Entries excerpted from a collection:
(begin)

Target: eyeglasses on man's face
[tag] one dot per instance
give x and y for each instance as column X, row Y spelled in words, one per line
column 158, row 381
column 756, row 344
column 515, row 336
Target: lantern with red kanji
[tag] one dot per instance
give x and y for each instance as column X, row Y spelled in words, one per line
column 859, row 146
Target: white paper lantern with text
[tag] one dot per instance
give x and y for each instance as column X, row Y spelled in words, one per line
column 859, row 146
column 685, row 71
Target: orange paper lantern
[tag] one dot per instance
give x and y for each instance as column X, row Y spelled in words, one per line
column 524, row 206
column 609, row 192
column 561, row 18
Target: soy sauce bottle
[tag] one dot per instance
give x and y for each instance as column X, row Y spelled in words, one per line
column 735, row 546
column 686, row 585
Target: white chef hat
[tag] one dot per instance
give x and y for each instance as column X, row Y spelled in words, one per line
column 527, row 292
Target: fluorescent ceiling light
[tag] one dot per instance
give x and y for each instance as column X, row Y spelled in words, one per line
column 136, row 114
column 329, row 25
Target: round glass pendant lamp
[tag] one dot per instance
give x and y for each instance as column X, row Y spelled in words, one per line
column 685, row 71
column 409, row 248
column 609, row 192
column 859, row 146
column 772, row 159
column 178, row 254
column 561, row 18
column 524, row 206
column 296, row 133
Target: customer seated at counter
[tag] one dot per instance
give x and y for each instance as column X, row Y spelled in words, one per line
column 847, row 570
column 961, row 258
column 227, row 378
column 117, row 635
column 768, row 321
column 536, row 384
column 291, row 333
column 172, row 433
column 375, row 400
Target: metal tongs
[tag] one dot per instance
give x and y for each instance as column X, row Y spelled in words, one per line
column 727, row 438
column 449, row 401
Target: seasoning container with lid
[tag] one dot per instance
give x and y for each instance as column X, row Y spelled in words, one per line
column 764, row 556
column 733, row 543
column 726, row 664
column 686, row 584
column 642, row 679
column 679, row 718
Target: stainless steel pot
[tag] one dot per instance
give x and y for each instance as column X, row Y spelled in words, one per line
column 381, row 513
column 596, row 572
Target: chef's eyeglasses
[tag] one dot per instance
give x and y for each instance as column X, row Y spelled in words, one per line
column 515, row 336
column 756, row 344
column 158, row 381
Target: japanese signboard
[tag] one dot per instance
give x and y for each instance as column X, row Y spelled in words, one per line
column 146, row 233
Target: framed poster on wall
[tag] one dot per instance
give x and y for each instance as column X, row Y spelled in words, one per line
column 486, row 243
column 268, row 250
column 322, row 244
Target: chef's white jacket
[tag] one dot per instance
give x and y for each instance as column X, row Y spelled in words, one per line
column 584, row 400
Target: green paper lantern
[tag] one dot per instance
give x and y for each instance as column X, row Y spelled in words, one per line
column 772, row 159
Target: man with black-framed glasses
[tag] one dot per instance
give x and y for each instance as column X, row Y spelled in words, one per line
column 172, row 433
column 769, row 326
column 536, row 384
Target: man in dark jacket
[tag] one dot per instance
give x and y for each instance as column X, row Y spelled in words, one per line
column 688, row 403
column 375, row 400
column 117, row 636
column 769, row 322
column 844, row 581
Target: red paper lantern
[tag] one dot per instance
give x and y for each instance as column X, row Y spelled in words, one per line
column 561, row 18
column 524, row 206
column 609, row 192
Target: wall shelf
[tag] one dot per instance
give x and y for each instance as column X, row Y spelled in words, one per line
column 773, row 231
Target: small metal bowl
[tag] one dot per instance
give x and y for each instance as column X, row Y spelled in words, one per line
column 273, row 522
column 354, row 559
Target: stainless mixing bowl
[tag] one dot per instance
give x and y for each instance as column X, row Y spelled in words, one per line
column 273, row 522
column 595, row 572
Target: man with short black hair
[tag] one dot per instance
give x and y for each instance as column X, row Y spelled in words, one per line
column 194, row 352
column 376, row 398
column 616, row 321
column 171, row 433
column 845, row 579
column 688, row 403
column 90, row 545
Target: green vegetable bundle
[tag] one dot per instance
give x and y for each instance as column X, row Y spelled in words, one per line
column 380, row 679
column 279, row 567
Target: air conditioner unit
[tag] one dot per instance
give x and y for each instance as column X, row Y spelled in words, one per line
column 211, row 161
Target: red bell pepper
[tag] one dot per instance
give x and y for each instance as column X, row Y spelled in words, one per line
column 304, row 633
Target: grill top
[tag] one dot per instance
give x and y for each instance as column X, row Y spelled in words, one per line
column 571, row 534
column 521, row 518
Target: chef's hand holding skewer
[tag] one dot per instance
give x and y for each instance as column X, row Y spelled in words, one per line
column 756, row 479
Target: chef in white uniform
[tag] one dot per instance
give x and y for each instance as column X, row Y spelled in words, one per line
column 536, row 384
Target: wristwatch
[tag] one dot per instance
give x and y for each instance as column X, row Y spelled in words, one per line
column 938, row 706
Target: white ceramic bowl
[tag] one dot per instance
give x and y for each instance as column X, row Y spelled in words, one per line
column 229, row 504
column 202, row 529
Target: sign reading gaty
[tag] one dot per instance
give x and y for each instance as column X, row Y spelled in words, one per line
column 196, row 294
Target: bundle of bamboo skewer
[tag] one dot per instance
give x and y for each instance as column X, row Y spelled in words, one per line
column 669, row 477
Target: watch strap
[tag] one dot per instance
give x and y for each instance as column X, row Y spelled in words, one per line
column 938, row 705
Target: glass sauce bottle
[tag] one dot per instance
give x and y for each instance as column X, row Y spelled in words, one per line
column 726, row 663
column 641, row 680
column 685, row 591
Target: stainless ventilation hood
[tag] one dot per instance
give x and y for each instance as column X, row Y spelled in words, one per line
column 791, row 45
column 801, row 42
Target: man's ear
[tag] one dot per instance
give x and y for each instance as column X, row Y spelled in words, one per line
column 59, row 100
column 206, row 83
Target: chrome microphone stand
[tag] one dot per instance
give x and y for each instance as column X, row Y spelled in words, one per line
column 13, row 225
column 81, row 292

(end)

### TASK PROMPT
Swap "lid" for "cap" in the entries above, starting at the line that has "Target: metal tongs" and stopping after the line that has "column 679, row 718". Rewrite only those lines and leave everything else in them unchanged.

### FINISHED EXERCISE
Target: metal tongs
[tag] one dot per instance
give x and y for each instance as column X, row Y spelled in words, one per line
column 727, row 438
column 449, row 401
Target: seasoning container with cap
[tag] one dot per instance
give x and y for each instance as column X, row Y spelled in words, one per line
column 764, row 556
column 733, row 543
column 726, row 664
column 686, row 584
column 642, row 679
column 679, row 718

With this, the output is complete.